## Your goal
Locate each line in the items below that contains the word "blue", and copy every such line in full.
[start of Recorded data]
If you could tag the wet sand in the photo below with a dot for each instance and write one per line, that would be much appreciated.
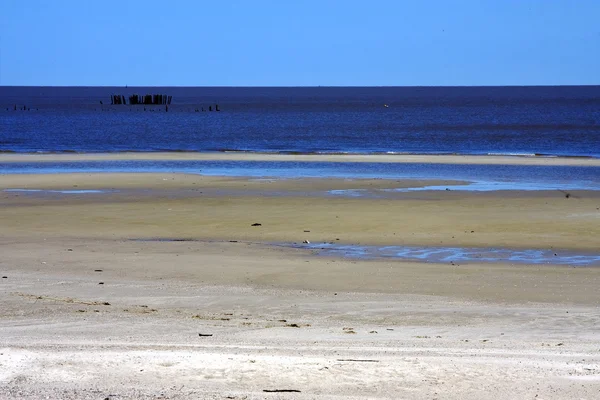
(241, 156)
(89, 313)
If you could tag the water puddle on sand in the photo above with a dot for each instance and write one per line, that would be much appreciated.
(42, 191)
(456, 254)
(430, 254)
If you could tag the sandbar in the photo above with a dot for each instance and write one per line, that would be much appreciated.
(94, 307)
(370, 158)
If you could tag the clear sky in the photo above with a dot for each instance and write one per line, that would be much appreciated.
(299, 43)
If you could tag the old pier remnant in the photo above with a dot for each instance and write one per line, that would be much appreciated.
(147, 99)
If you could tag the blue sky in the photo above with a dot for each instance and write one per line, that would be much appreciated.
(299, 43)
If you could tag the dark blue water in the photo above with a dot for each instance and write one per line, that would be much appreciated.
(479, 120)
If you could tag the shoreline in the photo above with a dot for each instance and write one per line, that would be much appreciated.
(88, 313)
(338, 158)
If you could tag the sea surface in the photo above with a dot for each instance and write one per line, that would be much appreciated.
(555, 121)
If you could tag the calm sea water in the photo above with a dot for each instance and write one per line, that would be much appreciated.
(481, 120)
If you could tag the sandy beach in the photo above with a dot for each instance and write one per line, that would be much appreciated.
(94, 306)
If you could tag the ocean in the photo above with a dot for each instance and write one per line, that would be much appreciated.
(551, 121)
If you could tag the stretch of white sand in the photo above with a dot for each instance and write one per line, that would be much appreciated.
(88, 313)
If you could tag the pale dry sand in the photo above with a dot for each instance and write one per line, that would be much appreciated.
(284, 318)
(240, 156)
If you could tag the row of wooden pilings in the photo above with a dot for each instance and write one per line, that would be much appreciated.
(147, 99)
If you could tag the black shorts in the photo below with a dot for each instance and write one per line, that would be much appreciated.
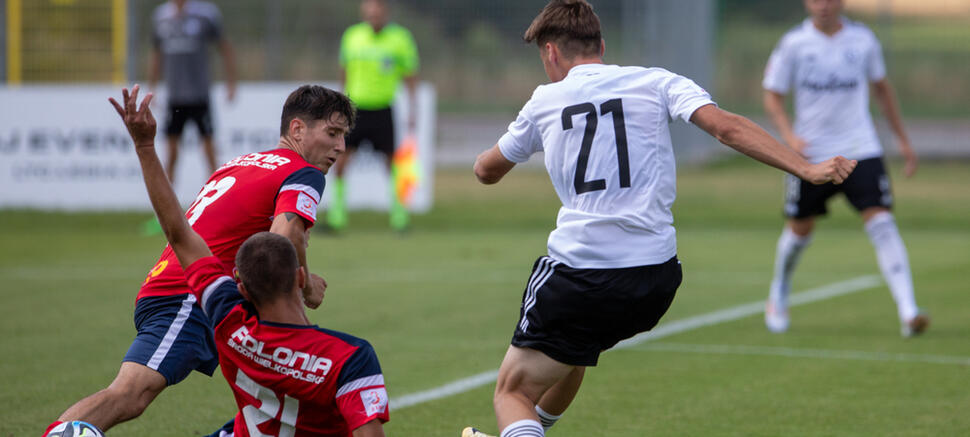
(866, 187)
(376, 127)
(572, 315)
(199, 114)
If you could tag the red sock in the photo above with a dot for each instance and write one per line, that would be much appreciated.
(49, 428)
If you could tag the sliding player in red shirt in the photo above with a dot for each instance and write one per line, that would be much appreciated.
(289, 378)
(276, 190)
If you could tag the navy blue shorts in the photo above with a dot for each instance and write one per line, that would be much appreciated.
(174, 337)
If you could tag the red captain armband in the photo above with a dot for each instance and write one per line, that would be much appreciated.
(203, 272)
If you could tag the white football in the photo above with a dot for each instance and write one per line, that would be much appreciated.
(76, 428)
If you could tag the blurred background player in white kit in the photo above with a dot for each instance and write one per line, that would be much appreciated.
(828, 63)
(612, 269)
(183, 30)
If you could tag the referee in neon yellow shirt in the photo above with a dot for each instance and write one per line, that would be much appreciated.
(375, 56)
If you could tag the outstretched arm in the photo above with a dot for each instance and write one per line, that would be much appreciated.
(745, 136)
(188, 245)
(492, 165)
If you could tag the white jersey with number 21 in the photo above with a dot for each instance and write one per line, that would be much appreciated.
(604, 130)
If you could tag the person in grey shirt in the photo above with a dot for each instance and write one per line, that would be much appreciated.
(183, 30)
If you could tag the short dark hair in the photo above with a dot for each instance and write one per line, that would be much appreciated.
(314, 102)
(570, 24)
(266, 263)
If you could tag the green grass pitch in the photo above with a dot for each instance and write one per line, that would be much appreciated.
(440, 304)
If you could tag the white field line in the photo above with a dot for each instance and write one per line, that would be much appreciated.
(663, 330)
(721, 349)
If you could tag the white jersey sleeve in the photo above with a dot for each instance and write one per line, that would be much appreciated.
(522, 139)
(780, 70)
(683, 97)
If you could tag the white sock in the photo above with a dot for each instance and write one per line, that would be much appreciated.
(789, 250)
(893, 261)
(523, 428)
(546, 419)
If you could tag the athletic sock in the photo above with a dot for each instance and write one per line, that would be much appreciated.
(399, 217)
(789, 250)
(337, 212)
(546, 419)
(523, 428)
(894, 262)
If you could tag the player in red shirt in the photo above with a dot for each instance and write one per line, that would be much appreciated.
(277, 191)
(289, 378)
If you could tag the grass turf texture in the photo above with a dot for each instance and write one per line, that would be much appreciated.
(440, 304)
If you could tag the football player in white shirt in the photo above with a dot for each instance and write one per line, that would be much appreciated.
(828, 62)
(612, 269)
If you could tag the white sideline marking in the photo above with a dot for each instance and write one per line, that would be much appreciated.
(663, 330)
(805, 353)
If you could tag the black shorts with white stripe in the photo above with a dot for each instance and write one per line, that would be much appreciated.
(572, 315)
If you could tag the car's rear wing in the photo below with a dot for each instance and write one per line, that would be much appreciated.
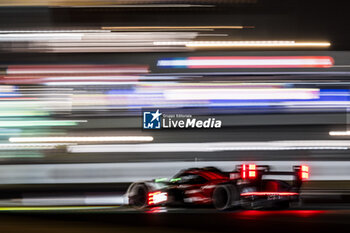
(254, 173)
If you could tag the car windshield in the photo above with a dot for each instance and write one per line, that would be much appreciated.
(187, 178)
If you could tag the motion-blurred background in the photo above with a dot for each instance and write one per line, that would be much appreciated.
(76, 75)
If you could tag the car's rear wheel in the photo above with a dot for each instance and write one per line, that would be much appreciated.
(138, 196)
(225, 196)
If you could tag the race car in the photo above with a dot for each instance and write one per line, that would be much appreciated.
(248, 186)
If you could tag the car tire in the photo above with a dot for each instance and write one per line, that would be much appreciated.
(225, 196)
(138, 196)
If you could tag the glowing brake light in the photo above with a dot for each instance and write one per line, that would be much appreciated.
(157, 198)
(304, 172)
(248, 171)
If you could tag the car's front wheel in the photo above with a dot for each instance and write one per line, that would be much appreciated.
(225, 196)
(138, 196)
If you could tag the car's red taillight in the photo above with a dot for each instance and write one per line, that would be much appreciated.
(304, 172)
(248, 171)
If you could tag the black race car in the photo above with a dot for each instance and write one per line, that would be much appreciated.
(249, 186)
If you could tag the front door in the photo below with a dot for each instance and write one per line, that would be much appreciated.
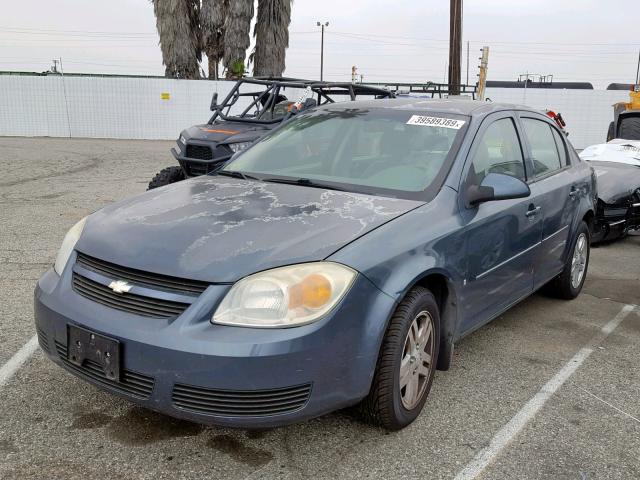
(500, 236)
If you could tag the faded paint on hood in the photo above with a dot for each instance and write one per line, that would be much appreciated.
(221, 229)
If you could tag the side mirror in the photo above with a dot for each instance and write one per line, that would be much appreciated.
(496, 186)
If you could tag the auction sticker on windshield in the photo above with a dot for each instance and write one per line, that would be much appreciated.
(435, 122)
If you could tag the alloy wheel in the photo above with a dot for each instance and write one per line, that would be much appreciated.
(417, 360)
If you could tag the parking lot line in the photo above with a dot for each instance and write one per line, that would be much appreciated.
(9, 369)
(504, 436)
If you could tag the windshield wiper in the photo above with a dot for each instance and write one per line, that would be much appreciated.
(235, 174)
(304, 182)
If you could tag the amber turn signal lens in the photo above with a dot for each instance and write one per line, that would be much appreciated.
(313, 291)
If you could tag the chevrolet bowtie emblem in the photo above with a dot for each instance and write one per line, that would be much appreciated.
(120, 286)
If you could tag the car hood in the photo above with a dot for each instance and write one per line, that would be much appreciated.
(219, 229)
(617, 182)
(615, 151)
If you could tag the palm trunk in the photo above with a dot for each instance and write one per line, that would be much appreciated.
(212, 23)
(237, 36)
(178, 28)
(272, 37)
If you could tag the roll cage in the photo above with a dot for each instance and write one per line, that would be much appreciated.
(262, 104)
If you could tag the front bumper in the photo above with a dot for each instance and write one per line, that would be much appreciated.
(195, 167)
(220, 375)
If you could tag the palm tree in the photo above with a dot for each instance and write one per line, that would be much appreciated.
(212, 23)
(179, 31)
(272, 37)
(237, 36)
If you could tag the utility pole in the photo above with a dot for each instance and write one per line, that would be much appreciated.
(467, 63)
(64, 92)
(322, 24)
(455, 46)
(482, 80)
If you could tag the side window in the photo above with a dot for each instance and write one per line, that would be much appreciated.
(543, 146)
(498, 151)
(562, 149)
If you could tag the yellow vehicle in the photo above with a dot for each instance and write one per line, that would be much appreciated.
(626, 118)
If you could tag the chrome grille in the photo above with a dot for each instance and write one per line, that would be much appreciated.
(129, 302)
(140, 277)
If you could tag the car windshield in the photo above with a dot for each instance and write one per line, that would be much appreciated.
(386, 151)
[end of Recorded data]
[start of Recorded data]
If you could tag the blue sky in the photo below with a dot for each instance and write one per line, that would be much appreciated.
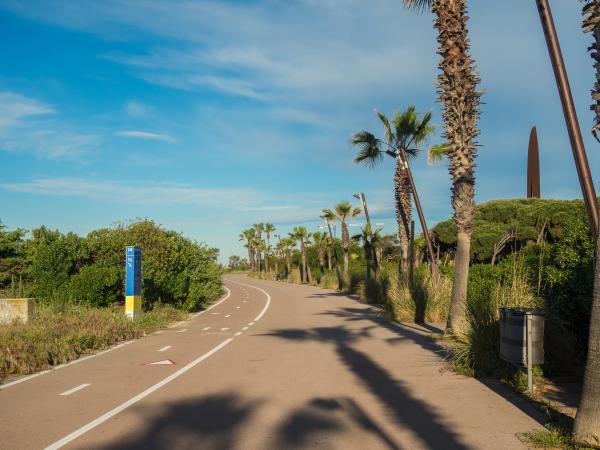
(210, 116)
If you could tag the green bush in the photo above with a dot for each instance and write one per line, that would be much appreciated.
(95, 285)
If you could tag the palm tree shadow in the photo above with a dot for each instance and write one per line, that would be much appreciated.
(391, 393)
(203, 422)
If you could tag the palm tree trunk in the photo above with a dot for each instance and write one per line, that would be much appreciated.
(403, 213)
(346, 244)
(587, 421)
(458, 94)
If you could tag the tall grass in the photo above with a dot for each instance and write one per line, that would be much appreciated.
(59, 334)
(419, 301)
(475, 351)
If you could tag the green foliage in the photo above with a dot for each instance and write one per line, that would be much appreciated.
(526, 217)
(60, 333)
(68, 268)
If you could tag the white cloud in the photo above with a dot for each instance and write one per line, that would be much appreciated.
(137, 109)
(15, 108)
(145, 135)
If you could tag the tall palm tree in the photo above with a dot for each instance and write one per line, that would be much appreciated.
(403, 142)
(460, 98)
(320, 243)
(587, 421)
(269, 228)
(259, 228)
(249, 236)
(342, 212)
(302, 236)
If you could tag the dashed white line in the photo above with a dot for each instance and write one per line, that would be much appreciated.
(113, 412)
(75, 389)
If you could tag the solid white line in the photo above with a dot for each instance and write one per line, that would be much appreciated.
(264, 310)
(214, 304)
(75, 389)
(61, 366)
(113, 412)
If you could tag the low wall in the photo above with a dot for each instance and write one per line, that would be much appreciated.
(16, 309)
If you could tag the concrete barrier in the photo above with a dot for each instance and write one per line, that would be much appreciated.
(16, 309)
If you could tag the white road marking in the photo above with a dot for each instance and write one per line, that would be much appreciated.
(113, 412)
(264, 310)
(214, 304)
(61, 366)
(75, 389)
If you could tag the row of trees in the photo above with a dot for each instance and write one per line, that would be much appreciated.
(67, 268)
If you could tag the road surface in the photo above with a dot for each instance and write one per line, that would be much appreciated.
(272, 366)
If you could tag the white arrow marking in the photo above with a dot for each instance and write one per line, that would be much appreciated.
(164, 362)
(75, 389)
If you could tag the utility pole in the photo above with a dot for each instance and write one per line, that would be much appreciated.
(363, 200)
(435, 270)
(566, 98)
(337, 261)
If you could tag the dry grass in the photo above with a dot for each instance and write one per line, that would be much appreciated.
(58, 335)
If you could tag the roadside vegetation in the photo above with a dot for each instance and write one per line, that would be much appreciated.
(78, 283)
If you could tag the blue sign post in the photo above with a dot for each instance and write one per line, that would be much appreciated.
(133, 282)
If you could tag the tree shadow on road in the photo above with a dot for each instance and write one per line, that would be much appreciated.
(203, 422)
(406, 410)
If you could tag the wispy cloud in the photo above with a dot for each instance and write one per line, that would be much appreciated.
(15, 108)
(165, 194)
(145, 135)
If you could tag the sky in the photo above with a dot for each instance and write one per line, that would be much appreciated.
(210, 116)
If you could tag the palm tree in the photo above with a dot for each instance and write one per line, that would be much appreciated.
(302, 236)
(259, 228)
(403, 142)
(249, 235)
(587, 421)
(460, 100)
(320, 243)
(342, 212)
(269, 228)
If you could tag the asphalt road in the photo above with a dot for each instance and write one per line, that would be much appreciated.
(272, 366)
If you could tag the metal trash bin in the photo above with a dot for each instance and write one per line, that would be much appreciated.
[end of Recorded data]
## Result for this exercise
If you could tag the blue sky in the photo above with a dot for each instance and write one per line, that would be much appreciated.
If you could tag the dark blue water in the photo above with a dot for each instance and write one per line, that would be much appreciated.
If you could tag the navy blue shorts in the photo above with a dot for each instance and write one per line, that would be much appreciated.
If you could tag the blue sky in the photo below with a dot for each instance and write one per line, that would be much appreciated.
If you could tag the blue sign post in the photo above with a dot for each instance and write one per line, that would be much appreciated.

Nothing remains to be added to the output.